Reproduce the listing below verbatim, beginning at the line that contains "Please locate the stone" and continuing through the final line of the listing.

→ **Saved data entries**
— Start —

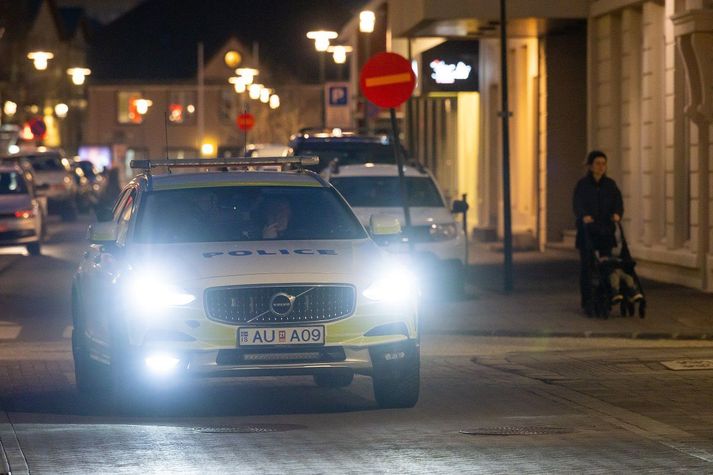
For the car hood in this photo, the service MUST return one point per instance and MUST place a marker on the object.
(49, 177)
(12, 203)
(196, 261)
(419, 216)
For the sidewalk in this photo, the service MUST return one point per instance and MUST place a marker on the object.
(545, 302)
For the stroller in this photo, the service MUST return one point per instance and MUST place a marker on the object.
(602, 262)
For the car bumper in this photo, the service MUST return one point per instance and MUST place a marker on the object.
(205, 348)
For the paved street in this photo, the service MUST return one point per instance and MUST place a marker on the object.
(594, 405)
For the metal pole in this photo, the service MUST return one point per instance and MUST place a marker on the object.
(505, 115)
(321, 86)
(201, 99)
(402, 182)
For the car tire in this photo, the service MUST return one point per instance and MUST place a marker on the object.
(89, 375)
(34, 248)
(396, 385)
(69, 211)
(333, 379)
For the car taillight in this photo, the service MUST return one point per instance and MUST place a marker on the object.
(25, 214)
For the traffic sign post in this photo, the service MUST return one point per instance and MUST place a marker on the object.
(388, 81)
(245, 122)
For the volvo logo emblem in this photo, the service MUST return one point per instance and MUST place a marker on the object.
(281, 304)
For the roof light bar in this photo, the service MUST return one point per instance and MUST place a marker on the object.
(223, 162)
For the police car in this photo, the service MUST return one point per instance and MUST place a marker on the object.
(242, 273)
(439, 241)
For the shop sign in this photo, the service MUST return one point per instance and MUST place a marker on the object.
(450, 66)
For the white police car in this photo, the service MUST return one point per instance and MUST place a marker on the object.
(439, 241)
(242, 273)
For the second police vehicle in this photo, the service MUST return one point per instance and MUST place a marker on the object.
(243, 273)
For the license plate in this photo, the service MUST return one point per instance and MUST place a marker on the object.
(267, 336)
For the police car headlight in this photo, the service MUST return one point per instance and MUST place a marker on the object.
(151, 294)
(396, 285)
(443, 232)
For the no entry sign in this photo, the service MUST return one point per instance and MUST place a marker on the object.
(387, 80)
(245, 121)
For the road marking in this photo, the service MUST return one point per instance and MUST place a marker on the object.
(9, 330)
(688, 364)
(388, 79)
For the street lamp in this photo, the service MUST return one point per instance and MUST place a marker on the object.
(61, 110)
(9, 108)
(367, 19)
(339, 53)
(254, 91)
(321, 44)
(274, 101)
(248, 74)
(239, 83)
(79, 75)
(40, 58)
(142, 106)
(232, 59)
(265, 95)
(321, 38)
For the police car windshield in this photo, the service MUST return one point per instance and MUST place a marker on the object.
(245, 213)
(46, 162)
(383, 191)
(348, 153)
(12, 183)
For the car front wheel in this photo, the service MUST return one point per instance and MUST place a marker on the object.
(396, 377)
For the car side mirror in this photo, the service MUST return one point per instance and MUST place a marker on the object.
(384, 225)
(104, 214)
(459, 206)
(104, 233)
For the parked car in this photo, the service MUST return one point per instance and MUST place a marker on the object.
(22, 216)
(438, 240)
(90, 184)
(240, 273)
(54, 179)
(347, 148)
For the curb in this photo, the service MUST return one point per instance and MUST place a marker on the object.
(582, 334)
(6, 263)
(12, 460)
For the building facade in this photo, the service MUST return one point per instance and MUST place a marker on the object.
(629, 77)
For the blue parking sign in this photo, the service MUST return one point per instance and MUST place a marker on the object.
(338, 96)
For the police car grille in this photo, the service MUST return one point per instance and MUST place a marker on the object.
(312, 303)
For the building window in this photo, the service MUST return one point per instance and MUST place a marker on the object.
(128, 112)
(182, 107)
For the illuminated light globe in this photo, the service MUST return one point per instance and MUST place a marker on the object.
(61, 110)
(40, 59)
(79, 75)
(322, 38)
(142, 105)
(248, 74)
(339, 53)
(9, 108)
(274, 101)
(232, 59)
(254, 91)
(367, 19)
(265, 95)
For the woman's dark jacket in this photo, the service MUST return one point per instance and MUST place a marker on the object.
(600, 200)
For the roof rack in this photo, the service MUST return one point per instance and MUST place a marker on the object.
(147, 165)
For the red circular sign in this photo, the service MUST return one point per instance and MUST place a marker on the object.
(387, 80)
(245, 121)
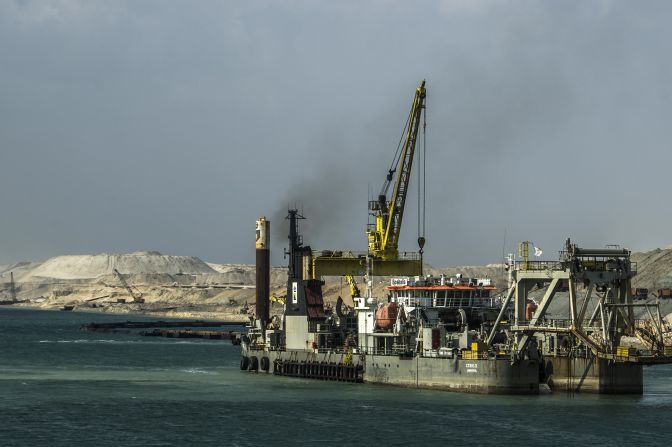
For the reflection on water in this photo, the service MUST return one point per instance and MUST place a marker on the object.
(60, 386)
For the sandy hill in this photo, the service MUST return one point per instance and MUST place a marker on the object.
(95, 266)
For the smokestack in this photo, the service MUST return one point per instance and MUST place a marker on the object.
(263, 270)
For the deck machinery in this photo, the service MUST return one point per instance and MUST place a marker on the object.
(582, 352)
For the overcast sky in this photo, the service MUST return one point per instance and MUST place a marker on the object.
(174, 125)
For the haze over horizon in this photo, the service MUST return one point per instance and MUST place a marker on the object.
(172, 126)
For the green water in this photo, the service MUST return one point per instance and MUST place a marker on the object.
(62, 387)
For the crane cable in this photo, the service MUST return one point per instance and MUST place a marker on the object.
(422, 175)
(395, 160)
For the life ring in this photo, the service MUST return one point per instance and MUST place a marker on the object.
(244, 363)
(254, 363)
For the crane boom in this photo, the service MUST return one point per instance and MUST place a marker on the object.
(384, 237)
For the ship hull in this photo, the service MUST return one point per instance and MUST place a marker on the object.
(484, 376)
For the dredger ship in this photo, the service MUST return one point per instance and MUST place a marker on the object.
(452, 333)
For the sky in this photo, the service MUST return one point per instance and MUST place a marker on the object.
(172, 126)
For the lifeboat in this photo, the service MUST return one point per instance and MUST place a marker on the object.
(387, 315)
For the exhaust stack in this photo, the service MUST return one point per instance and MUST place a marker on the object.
(263, 270)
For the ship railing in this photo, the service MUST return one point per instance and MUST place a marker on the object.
(402, 255)
(395, 351)
(539, 265)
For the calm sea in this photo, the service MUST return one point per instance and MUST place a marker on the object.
(63, 387)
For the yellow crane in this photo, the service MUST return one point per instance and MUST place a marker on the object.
(383, 257)
(277, 299)
(383, 235)
(354, 289)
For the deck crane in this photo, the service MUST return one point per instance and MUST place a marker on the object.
(383, 257)
(383, 235)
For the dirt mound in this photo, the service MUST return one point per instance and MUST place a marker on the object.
(94, 266)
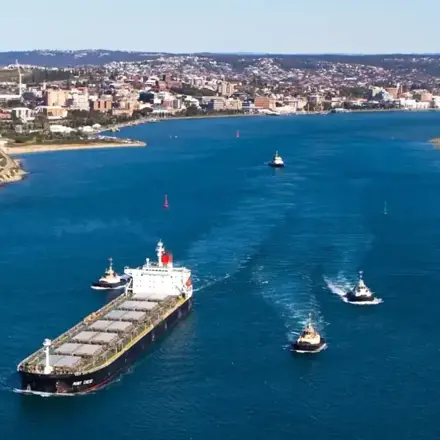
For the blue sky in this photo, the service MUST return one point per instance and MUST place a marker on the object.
(282, 26)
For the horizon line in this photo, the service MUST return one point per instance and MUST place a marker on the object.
(244, 53)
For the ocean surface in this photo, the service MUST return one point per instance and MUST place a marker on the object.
(267, 247)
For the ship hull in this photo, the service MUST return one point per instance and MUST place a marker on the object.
(351, 297)
(276, 165)
(83, 383)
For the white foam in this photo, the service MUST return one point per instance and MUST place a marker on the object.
(322, 348)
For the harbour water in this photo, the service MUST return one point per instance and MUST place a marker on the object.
(266, 248)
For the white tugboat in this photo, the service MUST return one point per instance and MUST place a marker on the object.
(310, 341)
(361, 294)
(111, 280)
(277, 161)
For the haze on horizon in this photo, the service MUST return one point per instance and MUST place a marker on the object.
(230, 26)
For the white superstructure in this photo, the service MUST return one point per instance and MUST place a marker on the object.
(361, 290)
(159, 279)
(277, 161)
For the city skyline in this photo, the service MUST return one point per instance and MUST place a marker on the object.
(277, 27)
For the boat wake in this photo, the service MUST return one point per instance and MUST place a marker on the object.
(292, 298)
(318, 350)
(226, 249)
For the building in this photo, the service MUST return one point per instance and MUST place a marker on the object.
(233, 104)
(103, 104)
(79, 100)
(51, 112)
(55, 97)
(225, 88)
(264, 102)
(216, 104)
(24, 114)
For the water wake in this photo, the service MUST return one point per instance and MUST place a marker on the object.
(226, 249)
(292, 297)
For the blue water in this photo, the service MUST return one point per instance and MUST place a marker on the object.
(267, 247)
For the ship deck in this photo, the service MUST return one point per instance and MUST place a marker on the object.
(104, 335)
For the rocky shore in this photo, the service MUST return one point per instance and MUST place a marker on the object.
(10, 169)
(41, 148)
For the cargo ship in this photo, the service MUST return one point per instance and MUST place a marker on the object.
(104, 344)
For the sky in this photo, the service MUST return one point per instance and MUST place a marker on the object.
(272, 26)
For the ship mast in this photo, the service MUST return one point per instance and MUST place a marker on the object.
(160, 251)
(47, 368)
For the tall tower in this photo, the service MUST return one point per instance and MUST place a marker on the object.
(20, 82)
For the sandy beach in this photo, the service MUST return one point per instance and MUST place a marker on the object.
(41, 148)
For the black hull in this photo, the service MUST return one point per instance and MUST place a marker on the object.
(274, 165)
(83, 383)
(308, 348)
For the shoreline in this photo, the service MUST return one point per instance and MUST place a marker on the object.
(153, 120)
(12, 170)
(45, 148)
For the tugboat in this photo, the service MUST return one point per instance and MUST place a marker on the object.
(310, 340)
(277, 161)
(111, 280)
(360, 294)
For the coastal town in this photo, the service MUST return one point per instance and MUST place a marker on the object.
(48, 107)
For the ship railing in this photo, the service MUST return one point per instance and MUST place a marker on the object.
(151, 321)
(39, 354)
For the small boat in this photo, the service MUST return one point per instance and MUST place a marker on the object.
(111, 280)
(277, 161)
(310, 341)
(360, 294)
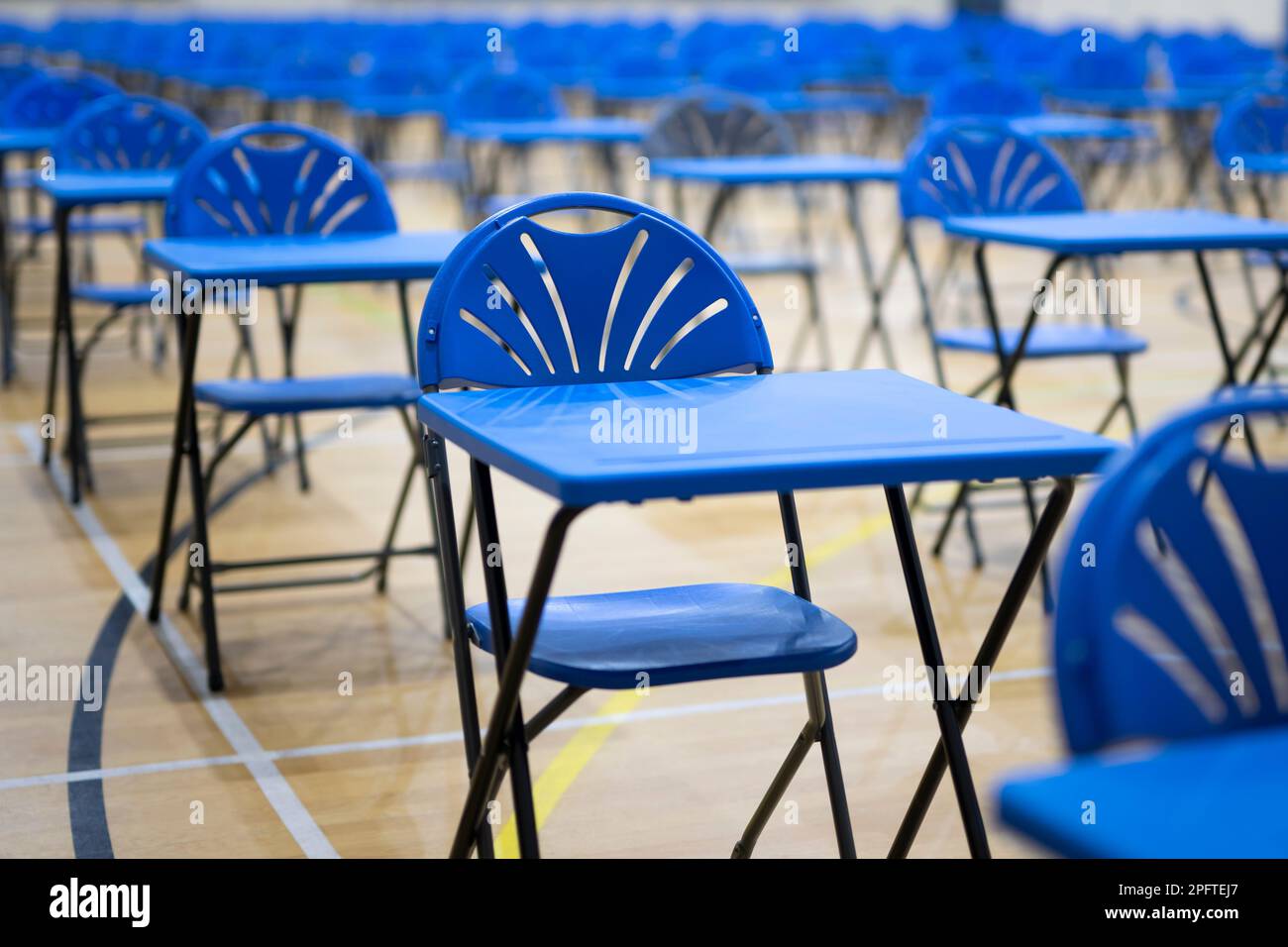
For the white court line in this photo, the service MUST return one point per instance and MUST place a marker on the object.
(249, 751)
(455, 736)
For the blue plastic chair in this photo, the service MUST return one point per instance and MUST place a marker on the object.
(983, 167)
(275, 178)
(717, 123)
(979, 167)
(1252, 132)
(125, 133)
(48, 99)
(1171, 628)
(644, 299)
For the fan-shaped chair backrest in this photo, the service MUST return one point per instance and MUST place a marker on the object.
(1172, 607)
(1112, 64)
(975, 95)
(277, 178)
(520, 304)
(711, 123)
(129, 132)
(487, 94)
(970, 166)
(48, 99)
(1253, 123)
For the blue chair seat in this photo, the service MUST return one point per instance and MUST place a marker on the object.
(296, 395)
(678, 634)
(82, 224)
(1046, 342)
(1206, 797)
(115, 294)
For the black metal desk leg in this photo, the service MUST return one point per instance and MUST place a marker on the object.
(1218, 326)
(875, 326)
(443, 517)
(1030, 562)
(511, 677)
(932, 656)
(497, 599)
(179, 447)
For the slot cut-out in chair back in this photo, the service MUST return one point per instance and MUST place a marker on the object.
(520, 304)
(978, 166)
(1253, 123)
(129, 133)
(502, 94)
(717, 123)
(1172, 605)
(277, 178)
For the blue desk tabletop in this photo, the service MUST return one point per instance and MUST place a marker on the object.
(604, 129)
(278, 261)
(1072, 125)
(780, 169)
(26, 140)
(1128, 231)
(1266, 163)
(82, 188)
(1146, 99)
(581, 444)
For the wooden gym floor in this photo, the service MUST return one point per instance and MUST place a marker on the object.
(284, 764)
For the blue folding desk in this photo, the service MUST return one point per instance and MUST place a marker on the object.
(71, 191)
(848, 170)
(572, 129)
(763, 433)
(277, 261)
(1064, 127)
(24, 141)
(1098, 234)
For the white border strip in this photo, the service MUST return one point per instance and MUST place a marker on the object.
(455, 736)
(249, 753)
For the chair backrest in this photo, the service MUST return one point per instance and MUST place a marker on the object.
(48, 99)
(129, 132)
(488, 93)
(277, 178)
(1253, 123)
(977, 166)
(1172, 607)
(756, 75)
(519, 304)
(983, 95)
(715, 123)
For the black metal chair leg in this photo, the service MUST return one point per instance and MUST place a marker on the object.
(990, 650)
(511, 678)
(382, 566)
(797, 755)
(835, 781)
(200, 534)
(179, 446)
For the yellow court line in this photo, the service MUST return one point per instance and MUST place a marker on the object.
(567, 766)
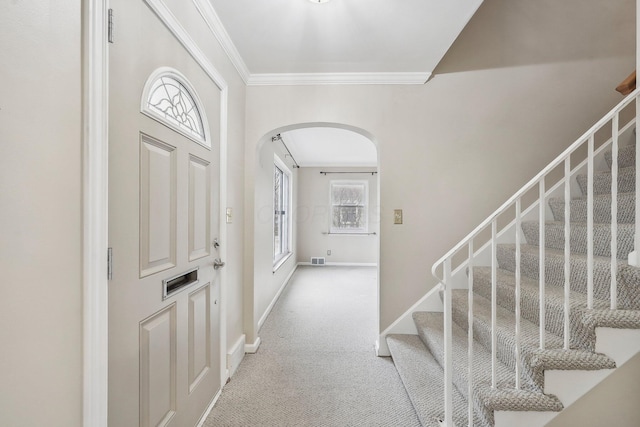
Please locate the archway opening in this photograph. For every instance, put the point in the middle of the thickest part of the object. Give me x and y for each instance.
(333, 216)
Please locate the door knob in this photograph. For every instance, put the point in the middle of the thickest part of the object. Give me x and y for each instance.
(218, 264)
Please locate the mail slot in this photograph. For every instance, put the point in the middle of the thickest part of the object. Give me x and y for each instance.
(174, 284)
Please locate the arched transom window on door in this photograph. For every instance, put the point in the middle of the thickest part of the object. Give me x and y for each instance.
(170, 99)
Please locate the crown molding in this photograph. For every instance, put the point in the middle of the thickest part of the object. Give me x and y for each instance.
(215, 25)
(338, 78)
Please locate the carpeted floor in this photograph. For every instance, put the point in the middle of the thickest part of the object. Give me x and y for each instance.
(316, 365)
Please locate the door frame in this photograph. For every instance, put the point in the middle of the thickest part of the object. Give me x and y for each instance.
(95, 180)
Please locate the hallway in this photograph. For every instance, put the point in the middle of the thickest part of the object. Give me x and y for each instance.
(317, 365)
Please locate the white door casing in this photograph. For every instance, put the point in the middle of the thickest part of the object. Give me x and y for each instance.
(165, 203)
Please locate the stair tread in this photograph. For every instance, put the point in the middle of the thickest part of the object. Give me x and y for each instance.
(583, 321)
(534, 360)
(554, 271)
(601, 208)
(423, 379)
(486, 399)
(554, 237)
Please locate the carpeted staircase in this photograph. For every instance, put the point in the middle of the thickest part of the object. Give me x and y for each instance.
(419, 358)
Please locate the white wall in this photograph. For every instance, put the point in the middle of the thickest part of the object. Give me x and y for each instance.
(520, 84)
(40, 214)
(313, 218)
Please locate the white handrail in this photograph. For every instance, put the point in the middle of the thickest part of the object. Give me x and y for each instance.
(539, 180)
(592, 130)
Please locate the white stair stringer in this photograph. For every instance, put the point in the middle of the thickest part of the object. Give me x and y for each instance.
(569, 385)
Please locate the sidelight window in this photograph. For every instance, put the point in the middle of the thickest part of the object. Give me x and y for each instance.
(281, 211)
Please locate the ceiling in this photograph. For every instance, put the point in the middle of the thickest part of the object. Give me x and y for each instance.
(325, 147)
(277, 42)
(299, 41)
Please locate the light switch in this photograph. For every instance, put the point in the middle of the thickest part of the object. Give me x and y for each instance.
(397, 216)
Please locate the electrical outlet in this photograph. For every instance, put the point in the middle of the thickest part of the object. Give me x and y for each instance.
(397, 216)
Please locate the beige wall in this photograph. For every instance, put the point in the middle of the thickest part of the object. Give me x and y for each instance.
(40, 214)
(313, 218)
(521, 83)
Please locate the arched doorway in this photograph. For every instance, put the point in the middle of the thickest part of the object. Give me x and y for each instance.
(319, 226)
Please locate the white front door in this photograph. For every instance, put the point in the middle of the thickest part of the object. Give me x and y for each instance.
(164, 295)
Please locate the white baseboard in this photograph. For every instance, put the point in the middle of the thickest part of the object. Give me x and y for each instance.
(275, 298)
(343, 264)
(204, 416)
(252, 348)
(235, 355)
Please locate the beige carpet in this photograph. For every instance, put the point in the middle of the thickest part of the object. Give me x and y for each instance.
(316, 365)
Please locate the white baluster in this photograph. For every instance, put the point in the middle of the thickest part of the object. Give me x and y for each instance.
(614, 211)
(567, 247)
(494, 299)
(448, 347)
(470, 337)
(590, 223)
(541, 243)
(518, 257)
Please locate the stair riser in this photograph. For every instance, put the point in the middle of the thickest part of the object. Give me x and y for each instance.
(505, 345)
(554, 271)
(602, 182)
(626, 156)
(581, 336)
(601, 209)
(554, 238)
(485, 398)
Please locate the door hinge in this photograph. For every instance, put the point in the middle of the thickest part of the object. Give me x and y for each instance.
(110, 27)
(109, 263)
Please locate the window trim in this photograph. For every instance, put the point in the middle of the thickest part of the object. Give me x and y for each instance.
(281, 257)
(176, 75)
(350, 231)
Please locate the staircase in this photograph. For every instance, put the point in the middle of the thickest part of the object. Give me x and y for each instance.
(528, 322)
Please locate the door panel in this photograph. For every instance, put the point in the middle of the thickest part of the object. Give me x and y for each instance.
(157, 368)
(199, 208)
(164, 353)
(157, 206)
(199, 335)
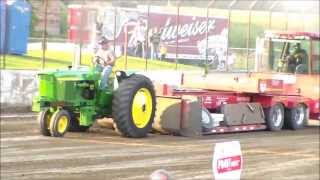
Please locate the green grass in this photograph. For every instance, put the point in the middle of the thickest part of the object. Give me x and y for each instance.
(60, 59)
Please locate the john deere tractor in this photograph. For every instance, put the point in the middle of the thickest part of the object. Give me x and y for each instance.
(71, 100)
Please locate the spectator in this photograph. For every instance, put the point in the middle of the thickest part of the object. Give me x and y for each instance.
(155, 41)
(163, 52)
(139, 33)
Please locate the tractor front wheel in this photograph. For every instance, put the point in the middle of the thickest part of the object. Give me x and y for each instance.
(133, 106)
(44, 121)
(59, 123)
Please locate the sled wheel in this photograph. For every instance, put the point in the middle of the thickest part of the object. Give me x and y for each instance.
(275, 117)
(133, 106)
(297, 117)
(44, 121)
(75, 125)
(59, 124)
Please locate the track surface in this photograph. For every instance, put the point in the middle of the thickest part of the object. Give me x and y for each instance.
(102, 154)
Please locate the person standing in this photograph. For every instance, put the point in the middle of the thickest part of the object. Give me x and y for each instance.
(155, 41)
(105, 60)
(139, 33)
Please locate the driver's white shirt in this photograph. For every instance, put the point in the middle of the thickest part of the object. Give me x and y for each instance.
(105, 55)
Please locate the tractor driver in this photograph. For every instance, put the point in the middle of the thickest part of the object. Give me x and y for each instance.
(105, 59)
(298, 60)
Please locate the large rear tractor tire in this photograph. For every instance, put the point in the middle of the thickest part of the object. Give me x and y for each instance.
(275, 117)
(59, 123)
(44, 121)
(297, 117)
(133, 106)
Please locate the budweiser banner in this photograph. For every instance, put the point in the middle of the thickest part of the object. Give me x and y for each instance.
(132, 26)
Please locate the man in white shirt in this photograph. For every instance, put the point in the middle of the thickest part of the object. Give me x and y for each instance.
(105, 60)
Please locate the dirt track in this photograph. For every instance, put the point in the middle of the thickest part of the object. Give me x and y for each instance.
(102, 154)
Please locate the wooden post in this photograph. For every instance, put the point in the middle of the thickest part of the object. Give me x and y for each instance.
(44, 34)
(177, 34)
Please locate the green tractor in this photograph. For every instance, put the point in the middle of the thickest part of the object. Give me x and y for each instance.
(71, 100)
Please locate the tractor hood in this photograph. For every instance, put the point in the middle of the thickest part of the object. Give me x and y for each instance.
(73, 74)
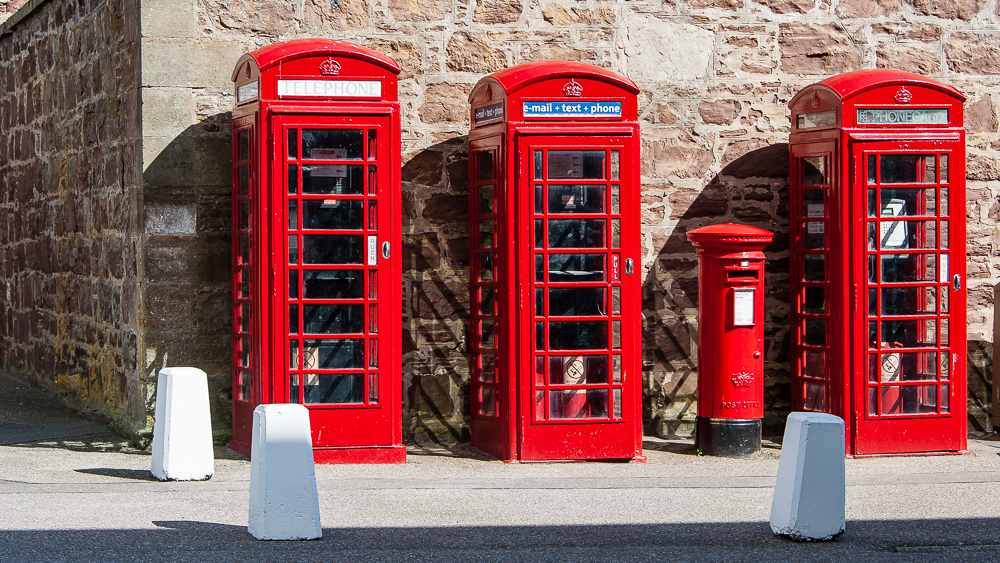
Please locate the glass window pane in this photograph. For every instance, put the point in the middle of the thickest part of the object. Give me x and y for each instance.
(333, 319)
(487, 301)
(815, 235)
(488, 370)
(486, 234)
(815, 332)
(488, 335)
(814, 364)
(486, 267)
(576, 233)
(814, 302)
(568, 198)
(578, 370)
(908, 201)
(581, 165)
(335, 179)
(332, 143)
(577, 301)
(244, 180)
(909, 334)
(815, 399)
(813, 170)
(332, 249)
(909, 268)
(578, 335)
(333, 284)
(814, 267)
(573, 403)
(339, 353)
(343, 214)
(576, 267)
(907, 169)
(909, 300)
(914, 399)
(293, 284)
(487, 401)
(328, 388)
(485, 200)
(484, 165)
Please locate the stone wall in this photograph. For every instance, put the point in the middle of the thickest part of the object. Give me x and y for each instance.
(69, 216)
(716, 77)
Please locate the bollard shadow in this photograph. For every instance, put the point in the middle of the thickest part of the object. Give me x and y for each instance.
(752, 189)
(133, 474)
(972, 539)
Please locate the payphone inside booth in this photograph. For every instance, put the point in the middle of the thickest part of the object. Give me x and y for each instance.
(554, 228)
(878, 259)
(316, 232)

— End —

→ **Result for this exercise**
Please locate the stone wall in this photograph. For every instance, put the point in the middle of the thickest part of the object. Give me x and y for each instance.
(69, 216)
(716, 77)
Please locate the bollard shadow in this photograph. For every instance, put the point in the middle of the thickest part of the object. Give me x and y for each instance.
(752, 189)
(133, 474)
(972, 539)
Please locate the payphone inside booth in this photograph. For every instance, put the point in the middle of the thickest part of the object. Give me x and y for each instance.
(554, 228)
(878, 259)
(316, 232)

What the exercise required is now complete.